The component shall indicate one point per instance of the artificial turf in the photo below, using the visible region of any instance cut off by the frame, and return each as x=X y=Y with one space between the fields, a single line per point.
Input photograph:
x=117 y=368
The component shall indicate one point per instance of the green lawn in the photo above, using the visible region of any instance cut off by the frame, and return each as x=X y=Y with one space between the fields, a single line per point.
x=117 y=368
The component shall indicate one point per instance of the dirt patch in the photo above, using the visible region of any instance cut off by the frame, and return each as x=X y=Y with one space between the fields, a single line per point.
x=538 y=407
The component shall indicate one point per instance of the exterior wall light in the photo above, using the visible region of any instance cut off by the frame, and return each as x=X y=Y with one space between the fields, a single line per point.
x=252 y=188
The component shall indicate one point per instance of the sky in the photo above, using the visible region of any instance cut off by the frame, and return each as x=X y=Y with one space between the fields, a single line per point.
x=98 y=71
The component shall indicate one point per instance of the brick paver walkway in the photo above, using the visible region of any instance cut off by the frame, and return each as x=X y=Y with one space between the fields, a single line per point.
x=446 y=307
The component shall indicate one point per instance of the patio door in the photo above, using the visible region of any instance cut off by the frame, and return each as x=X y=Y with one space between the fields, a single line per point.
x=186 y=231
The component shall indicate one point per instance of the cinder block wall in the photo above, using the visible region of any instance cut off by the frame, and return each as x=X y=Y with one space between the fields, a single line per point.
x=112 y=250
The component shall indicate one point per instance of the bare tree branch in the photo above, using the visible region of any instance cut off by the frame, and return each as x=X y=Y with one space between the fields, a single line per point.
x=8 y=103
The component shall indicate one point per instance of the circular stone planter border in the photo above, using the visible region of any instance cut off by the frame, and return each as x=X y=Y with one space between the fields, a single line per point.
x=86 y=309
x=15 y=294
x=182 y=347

# Set task
Copy the records word for word, from the first line up to and including the line that contains "x=252 y=188".

# Full output
The component shall indicate one point per instance of the artificial turf in the photo below, using the visible region of any instance cut off by the frame, and return each as x=X y=Y with one space between the fields, a single line per point.
Input photograph:
x=117 y=368
The component shall indicate one point per instance of the green lawn in the photo above, using the visible region of any instance cut off by the frame, and return each as x=X y=Y with one space between the fields, a single line per point.
x=117 y=368
The component shall indicate one point per instance of the dirt patch in the photo above, using the visible region of any instance cut off by the frame, and return each as x=X y=Y with one space between the fields, a single line per point.
x=538 y=407
The component shall indicate one point per instance of the exterior wall light in the photo above, using the visible region of any instance cut off by the frame, and return each as x=X y=Y with one space between the fields, a single line per point.
x=252 y=188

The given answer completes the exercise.